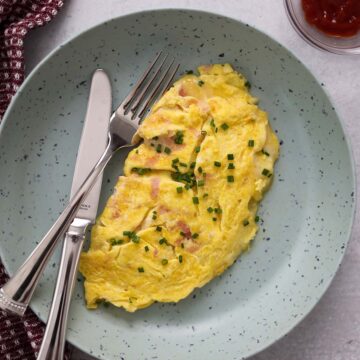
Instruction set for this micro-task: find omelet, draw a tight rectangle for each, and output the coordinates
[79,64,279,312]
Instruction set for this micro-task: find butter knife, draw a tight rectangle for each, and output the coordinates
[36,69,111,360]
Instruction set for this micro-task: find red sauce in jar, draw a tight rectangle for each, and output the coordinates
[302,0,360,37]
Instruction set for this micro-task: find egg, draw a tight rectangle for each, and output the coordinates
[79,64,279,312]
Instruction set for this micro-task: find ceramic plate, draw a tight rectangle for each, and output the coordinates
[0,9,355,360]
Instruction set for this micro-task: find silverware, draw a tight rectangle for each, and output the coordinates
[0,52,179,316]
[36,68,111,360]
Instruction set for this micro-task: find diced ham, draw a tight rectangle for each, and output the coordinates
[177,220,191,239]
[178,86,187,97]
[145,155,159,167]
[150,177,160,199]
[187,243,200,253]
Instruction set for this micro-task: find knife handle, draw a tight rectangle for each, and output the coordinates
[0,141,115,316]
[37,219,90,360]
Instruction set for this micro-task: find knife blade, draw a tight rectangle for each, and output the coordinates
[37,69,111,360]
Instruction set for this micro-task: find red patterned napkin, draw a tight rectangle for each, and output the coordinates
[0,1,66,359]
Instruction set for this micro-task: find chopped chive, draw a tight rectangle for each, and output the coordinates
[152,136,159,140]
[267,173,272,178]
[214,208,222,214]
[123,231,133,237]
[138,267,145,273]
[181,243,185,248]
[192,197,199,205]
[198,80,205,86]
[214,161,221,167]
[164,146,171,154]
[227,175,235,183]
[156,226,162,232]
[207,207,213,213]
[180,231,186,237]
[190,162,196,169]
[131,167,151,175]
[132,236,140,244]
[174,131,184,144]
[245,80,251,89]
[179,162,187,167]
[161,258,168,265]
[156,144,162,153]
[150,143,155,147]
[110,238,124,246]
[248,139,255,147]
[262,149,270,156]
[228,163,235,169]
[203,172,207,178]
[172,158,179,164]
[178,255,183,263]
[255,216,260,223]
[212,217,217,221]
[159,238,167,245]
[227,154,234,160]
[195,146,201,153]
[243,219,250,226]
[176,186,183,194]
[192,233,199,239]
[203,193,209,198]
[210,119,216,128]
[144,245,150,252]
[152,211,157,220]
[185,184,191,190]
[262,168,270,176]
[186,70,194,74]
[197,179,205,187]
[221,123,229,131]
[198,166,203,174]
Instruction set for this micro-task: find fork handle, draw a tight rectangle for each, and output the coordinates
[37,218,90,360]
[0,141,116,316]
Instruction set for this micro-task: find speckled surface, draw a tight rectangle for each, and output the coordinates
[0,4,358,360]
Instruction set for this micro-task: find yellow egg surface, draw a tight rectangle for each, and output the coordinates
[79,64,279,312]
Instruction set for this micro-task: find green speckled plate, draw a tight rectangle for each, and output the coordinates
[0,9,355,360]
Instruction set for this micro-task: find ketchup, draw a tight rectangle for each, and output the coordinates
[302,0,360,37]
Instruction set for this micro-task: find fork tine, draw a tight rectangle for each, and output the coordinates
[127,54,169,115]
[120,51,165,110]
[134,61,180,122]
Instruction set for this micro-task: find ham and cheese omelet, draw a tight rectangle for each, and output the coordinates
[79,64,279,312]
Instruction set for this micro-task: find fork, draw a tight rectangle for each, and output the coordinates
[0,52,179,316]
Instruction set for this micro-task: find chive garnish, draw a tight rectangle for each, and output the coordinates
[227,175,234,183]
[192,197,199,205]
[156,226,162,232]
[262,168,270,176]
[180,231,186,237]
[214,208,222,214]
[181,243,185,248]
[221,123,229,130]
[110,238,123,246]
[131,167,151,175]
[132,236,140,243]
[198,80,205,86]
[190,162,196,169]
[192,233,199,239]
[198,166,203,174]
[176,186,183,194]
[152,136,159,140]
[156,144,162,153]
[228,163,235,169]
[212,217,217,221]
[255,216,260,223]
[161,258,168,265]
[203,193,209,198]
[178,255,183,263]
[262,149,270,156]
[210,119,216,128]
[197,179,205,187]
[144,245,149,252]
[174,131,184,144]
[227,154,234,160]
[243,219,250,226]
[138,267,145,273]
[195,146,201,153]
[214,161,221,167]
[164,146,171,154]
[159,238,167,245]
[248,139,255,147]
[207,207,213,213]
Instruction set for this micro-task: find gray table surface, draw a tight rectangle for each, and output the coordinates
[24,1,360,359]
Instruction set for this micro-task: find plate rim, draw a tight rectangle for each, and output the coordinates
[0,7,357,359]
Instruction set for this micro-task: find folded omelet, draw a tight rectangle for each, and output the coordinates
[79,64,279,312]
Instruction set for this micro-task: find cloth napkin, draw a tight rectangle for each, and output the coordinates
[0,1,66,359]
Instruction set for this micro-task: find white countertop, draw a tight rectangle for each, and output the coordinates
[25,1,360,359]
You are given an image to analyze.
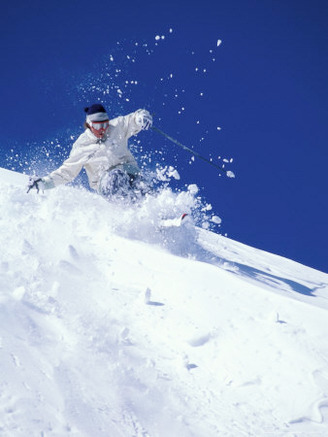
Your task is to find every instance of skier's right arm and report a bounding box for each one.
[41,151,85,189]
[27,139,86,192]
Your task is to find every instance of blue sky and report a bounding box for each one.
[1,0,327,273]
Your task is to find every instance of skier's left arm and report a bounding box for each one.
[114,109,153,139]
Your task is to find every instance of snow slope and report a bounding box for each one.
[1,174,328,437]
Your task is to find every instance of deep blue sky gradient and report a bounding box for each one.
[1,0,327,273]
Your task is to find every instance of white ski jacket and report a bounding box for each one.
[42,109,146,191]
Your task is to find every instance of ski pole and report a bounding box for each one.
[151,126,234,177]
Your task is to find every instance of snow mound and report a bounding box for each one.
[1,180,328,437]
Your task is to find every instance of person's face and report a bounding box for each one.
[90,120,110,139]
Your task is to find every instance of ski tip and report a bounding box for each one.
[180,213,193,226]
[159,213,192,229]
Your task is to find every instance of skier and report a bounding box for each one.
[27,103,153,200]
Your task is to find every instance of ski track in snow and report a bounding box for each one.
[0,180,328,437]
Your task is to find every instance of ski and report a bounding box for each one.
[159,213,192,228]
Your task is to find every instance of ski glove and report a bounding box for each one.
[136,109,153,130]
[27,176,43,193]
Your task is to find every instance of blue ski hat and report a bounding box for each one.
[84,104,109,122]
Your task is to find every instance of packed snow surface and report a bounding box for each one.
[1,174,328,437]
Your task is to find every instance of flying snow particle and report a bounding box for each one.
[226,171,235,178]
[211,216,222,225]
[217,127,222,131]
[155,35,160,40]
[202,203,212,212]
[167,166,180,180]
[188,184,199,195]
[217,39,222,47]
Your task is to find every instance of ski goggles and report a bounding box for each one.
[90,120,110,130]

:: Task statement ::
Give back the entries verbatim but drop every picture.

:: Output for this exercise ::
Instruction set for this micro-task: find omelet, draw a tight rectangle for each, and output the coordinates
[79,64,279,312]
Instruction set for this micro-task: find butter knife, draw a tight rectangle for each, and output the coordinates
[36,69,111,360]
Instruction set for this micro-task: find red sauce in jar, draw a tight rectangle for each, and output the coordinates
[302,0,360,37]
Instruction set for this micro-task: find egg, draw a tight rectangle for each, and output the coordinates
[79,64,279,312]
Instruction set for this micro-task: find ceramic plate, draw a tight rectangle for each, and output the coordinates
[0,9,355,360]
Instruction set for this micro-task: find silverware, draw a tight rectangle for each, and output the coordinates
[0,52,179,316]
[36,68,111,360]
Instruction set for this micro-task: find diced ham, draw a tight rectangle for each, and output the coordinates
[177,220,191,239]
[178,86,187,97]
[145,155,159,167]
[150,177,160,199]
[187,243,200,253]
Instruction set for this micro-task: find knife handle, draw a tight rectangle for each, and output the coordinates
[0,141,115,316]
[37,219,90,360]
Instruction set for this micro-task: find knife blade, draw a tight rectangle for each, and output the coordinates
[37,69,111,360]
Instruction set for this micro-task: find red patterned napkin, draw a tight rectangle for each, and output the coordinates
[0,1,66,359]
Instruction set for this micro-task: find chopped chive, draw a tight rectangle for each, and output the coordinates
[152,136,159,140]
[267,173,272,178]
[214,208,222,214]
[123,231,133,237]
[138,267,145,273]
[181,243,185,248]
[192,197,199,205]
[198,80,205,86]
[214,161,221,167]
[164,146,171,154]
[227,175,235,183]
[156,226,162,232]
[207,207,213,213]
[180,231,186,237]
[190,162,196,169]
[131,167,151,175]
[132,236,140,244]
[174,131,184,144]
[245,80,251,89]
[179,162,187,167]
[161,258,168,265]
[156,144,162,153]
[150,143,155,147]
[110,238,124,246]
[248,139,255,147]
[262,149,270,156]
[228,163,235,169]
[203,172,207,178]
[172,158,179,164]
[178,255,183,263]
[255,216,260,223]
[212,217,217,221]
[159,238,167,245]
[227,154,234,160]
[195,146,201,153]
[243,219,250,226]
[176,186,183,194]
[192,233,199,239]
[203,193,209,198]
[210,119,216,128]
[144,245,150,252]
[152,211,157,220]
[185,184,191,190]
[262,168,270,176]
[186,70,194,74]
[197,179,205,187]
[221,123,229,131]
[198,166,203,174]
Instruction set for this micro-task: find fork handle, draw a tight rectangle for each, and output the coordinates
[37,218,90,360]
[0,141,116,316]
Instruction set for this micro-task: find speckled surface, draw a tight rectangle for each, and output the coordinates
[0,4,358,360]
Instruction set for this micro-task: find yellow egg surface, draw a tight rectangle for each, and output the coordinates
[79,64,279,312]
Instruction set for this micro-task: find green speckled plate, draw a tight rectangle for each, and output the coordinates
[0,9,355,360]
Instruction set for this micro-task: find ketchup, draw a tight rectangle for each, and output the coordinates
[302,0,360,37]
Instruction set for this micro-task: find fork tine, draw a tight rectangle for each, and output the coordinates
[127,54,169,115]
[120,51,165,110]
[134,61,180,122]
Instruction set for this micro-task: find ham and cheese omelet, draw a tight rectangle for each, and output the coordinates
[79,64,279,312]
Instruction set for this micro-task: find fork, draw a tight rectangle for each, and output the coordinates
[0,52,179,316]
Instruction set for this micro-task: find chive garnish, draw a tight rectangle for each, and output the coordinates
[227,175,234,183]
[192,197,199,205]
[156,226,162,232]
[262,168,270,176]
[180,231,186,237]
[214,208,222,214]
[181,243,185,248]
[221,123,229,130]
[110,238,123,246]
[131,167,151,175]
[132,236,140,243]
[198,80,205,86]
[190,162,196,169]
[192,233,199,239]
[198,166,203,174]
[176,186,183,194]
[152,136,159,140]
[156,144,162,153]
[228,163,235,169]
[212,217,217,221]
[255,216,260,223]
[161,258,168,265]
[203,193,209,198]
[178,255,183,263]
[262,149,270,156]
[210,119,216,128]
[197,179,205,187]
[144,245,149,252]
[174,131,184,144]
[227,154,234,160]
[243,219,250,226]
[138,267,145,273]
[195,146,201,153]
[214,161,221,167]
[164,146,171,154]
[159,238,167,245]
[248,139,255,147]
[207,207,213,213]
Instruction set for this micro-task: find gray table surface, draw a tight rectangle for each, and output the coordinates
[24,1,360,359]
Instruction set for this micro-task: find plate rim, draw a tight rectangle for each, and output the coordinates
[0,7,357,359]
Instruction set for this micro-task: find folded omelet, draw a tight rectangle for each, and output the coordinates
[79,64,279,312]
Instruction set for this micro-task: find cloth napkin, draw a tight rectangle for each, and output the coordinates
[0,1,66,359]
Instruction set for this micro-task: find white countertop, draw a tight rectangle for each, and output the coordinates
[25,1,360,359]
You are given an image to analyze.
Your task is to find every instance of skier's right arm and report a bounding box for each one.
[41,151,85,189]
[27,139,86,192]
Your task is to find every instance of blue sky and report a bounding box for each one.
[1,0,327,273]
Your task is to find every instance of skier's left arm and report a bounding box for each one.
[114,109,153,139]
Your task is to find every instance of snow slope and report a bounding box for each one.
[1,174,328,437]
Your task is to find every instance of deep blue sky gradient and report a bounding box for each one.
[1,0,327,273]
Your task is to find every instance of white ski jacket and report a bounding box for each one.
[42,109,146,191]
Your task is to find every instance of ski pole and report a bounding box for each one.
[151,126,234,177]
Your task is to find every instance of snow mound and report a bounding box for each one.
[1,180,328,437]
Your task is to find every instance of person's face and report a bounding box for each one.
[90,120,110,139]
Your task is to find every instance of ski tip and report a bounding box for each one.
[180,213,193,226]
[159,213,192,229]
Your task is to find every instance of skier and report a bounding box for each one.
[27,103,153,200]
Your task is to find every instance of ski track in snow and report a bounding box for each one.
[0,180,328,437]
Your task is to find every instance of ski and report a bounding box for each one.
[159,213,192,228]
Your task is to find every instance of ski glove and report a bounding box for each one.
[136,109,153,130]
[27,176,43,193]
Your task is to find every instance of blue ski hat and report a bounding box for each one.
[84,104,109,122]
Your task is to find every instance of packed snow surface and report a bounding box for each one.
[1,174,328,437]
Your task is to find every instance of flying snow particle and report a bounding box for each one.
[226,171,235,178]
[211,216,222,225]
[217,127,222,131]
[155,35,160,40]
[202,203,212,212]
[167,166,180,180]
[188,184,199,195]
[217,39,222,47]
Your task is to find every instance of ski goggles and report a bounding box for each one.
[90,120,110,130]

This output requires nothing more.